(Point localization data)
=== Section Start ===

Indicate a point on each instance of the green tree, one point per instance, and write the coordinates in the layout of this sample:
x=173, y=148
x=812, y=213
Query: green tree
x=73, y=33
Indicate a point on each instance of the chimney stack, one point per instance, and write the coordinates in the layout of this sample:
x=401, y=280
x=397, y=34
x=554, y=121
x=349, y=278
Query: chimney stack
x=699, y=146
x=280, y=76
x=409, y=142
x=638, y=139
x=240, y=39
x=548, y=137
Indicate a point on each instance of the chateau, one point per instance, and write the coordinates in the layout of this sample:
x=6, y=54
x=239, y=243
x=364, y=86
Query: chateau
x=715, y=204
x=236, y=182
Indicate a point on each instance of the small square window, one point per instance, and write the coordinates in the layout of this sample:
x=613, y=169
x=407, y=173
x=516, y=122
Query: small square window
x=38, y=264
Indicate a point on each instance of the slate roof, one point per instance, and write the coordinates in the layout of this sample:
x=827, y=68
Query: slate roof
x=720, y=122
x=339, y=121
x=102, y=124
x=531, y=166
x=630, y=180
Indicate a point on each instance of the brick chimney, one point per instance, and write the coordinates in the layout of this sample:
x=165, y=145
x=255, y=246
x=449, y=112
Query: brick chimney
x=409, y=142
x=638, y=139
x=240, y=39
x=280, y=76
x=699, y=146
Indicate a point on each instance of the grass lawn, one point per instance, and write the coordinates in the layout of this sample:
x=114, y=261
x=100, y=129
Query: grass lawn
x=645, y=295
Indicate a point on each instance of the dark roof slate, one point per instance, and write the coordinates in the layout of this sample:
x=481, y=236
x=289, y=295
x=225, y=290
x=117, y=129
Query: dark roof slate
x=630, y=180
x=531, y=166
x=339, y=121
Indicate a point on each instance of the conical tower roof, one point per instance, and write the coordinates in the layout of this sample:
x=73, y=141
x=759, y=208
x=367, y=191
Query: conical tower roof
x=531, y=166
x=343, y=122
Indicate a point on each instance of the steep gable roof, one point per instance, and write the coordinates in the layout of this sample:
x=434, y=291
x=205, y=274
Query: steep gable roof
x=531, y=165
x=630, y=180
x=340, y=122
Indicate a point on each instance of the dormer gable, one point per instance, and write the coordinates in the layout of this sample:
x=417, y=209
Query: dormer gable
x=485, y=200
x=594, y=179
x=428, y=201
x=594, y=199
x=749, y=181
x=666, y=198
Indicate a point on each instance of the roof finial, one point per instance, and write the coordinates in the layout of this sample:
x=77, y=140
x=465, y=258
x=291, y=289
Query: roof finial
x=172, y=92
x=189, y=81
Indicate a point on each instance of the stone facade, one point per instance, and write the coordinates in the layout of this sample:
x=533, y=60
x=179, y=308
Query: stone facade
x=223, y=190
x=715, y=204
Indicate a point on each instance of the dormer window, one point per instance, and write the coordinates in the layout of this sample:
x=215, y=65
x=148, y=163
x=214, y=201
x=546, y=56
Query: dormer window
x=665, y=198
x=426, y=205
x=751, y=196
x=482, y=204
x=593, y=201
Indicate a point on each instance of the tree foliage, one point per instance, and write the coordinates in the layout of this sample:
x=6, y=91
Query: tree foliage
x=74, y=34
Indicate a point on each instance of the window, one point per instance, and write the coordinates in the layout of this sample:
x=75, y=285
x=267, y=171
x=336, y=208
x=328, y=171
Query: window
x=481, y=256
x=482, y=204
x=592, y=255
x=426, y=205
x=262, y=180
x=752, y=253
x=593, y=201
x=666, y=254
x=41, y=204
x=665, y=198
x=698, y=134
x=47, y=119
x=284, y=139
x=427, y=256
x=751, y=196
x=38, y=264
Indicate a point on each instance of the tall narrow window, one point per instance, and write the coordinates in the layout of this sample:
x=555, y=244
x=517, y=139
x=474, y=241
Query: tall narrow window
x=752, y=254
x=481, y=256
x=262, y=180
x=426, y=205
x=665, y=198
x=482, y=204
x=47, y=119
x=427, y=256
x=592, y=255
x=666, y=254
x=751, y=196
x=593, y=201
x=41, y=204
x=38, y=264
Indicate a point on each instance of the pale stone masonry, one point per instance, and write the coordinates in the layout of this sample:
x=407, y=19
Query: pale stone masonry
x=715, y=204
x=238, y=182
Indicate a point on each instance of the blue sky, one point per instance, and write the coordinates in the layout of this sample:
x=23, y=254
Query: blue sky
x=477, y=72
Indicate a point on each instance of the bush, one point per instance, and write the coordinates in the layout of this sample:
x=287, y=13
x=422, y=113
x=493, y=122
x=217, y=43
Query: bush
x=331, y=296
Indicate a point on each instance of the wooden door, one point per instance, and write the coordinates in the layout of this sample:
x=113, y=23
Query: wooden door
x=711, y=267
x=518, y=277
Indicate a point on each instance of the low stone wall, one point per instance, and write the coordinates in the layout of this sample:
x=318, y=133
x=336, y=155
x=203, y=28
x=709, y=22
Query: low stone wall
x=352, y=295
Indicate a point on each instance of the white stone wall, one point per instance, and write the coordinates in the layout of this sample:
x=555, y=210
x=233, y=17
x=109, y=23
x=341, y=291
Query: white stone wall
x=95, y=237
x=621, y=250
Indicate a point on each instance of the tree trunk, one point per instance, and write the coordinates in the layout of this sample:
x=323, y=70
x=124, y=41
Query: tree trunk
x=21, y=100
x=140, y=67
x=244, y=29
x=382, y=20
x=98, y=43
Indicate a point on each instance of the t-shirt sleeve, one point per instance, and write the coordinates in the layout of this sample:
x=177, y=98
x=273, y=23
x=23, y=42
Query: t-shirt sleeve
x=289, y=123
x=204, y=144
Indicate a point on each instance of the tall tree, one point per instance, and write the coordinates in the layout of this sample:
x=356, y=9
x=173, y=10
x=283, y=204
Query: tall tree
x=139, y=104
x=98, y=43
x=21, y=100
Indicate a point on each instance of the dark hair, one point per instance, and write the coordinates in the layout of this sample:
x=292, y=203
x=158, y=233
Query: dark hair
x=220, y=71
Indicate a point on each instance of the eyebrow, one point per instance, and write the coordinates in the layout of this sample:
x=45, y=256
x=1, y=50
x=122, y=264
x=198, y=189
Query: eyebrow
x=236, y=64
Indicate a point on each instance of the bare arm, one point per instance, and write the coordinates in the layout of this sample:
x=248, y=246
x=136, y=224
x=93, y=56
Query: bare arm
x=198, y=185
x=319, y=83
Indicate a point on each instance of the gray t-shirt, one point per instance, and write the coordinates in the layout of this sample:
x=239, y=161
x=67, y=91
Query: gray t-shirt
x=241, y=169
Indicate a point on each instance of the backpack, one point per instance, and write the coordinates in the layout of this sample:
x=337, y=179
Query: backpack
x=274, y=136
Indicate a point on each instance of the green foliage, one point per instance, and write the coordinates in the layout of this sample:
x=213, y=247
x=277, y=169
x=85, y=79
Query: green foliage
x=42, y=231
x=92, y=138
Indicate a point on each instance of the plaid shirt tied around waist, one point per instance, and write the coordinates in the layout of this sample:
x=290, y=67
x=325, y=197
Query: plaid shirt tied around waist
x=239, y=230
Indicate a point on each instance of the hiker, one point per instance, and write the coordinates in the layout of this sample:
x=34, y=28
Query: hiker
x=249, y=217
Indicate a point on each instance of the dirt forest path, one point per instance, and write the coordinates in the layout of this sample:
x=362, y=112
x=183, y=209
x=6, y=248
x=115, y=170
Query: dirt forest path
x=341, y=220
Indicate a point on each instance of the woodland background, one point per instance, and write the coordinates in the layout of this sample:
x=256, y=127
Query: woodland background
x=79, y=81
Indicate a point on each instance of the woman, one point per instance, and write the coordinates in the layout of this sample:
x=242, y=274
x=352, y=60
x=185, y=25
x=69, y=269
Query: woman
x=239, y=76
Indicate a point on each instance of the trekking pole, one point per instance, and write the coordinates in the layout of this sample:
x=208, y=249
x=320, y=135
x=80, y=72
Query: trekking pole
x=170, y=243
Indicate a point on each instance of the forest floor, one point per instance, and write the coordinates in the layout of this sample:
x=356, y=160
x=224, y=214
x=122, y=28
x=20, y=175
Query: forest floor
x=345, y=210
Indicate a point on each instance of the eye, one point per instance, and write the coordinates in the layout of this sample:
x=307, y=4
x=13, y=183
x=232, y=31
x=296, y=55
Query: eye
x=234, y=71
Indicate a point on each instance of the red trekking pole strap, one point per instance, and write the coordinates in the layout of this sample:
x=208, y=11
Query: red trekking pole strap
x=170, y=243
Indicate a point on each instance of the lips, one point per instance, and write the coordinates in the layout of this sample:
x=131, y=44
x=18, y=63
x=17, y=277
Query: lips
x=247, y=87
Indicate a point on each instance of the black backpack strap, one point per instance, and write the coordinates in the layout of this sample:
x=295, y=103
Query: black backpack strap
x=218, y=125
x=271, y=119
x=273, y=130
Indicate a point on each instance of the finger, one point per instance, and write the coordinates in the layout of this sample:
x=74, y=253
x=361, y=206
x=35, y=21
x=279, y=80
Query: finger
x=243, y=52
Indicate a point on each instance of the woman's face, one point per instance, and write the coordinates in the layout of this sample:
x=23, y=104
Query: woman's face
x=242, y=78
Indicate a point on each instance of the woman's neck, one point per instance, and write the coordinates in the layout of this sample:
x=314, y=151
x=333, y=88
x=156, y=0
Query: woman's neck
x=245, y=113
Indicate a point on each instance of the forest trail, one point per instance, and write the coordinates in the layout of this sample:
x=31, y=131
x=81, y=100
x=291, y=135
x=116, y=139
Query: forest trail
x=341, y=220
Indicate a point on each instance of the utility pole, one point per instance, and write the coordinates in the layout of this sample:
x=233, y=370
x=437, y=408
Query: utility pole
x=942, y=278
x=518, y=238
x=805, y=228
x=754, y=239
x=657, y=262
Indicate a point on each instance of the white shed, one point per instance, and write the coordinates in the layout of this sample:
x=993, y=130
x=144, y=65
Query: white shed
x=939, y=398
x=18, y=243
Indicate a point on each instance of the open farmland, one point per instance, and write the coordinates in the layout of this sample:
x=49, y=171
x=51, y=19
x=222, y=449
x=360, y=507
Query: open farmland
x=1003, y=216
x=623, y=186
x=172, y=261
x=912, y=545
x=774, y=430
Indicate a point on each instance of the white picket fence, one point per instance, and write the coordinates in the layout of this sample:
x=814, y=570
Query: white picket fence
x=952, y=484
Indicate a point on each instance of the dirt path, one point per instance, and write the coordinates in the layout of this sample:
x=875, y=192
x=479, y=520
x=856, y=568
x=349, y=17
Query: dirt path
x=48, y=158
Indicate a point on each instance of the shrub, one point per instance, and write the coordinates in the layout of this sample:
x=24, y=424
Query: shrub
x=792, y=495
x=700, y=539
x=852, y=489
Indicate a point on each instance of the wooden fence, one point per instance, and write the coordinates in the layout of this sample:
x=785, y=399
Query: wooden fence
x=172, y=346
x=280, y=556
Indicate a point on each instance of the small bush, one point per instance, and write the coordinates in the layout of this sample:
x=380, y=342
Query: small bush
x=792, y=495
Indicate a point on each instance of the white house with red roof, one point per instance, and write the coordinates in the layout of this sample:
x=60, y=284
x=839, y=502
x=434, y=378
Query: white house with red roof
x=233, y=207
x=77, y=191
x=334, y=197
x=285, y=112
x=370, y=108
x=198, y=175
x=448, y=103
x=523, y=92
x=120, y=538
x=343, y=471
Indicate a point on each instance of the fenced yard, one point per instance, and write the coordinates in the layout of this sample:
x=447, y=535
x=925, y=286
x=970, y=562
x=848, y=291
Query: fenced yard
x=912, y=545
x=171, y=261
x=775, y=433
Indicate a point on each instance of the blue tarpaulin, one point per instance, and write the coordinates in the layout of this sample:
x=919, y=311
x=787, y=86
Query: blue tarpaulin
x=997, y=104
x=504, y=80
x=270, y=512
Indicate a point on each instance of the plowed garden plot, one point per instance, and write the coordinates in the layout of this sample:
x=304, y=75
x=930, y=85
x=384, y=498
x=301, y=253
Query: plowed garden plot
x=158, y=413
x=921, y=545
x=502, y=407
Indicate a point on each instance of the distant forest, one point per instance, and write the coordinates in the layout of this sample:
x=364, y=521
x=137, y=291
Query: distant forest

=== Section End ===

**Work instructions:** Please report every line of the records above that contains the word "distant".

**Exercise output:**
Indicate a point on each instance of the distant forest, one point per instance, and write the coordinates in the layout of this sample:
Query: distant forest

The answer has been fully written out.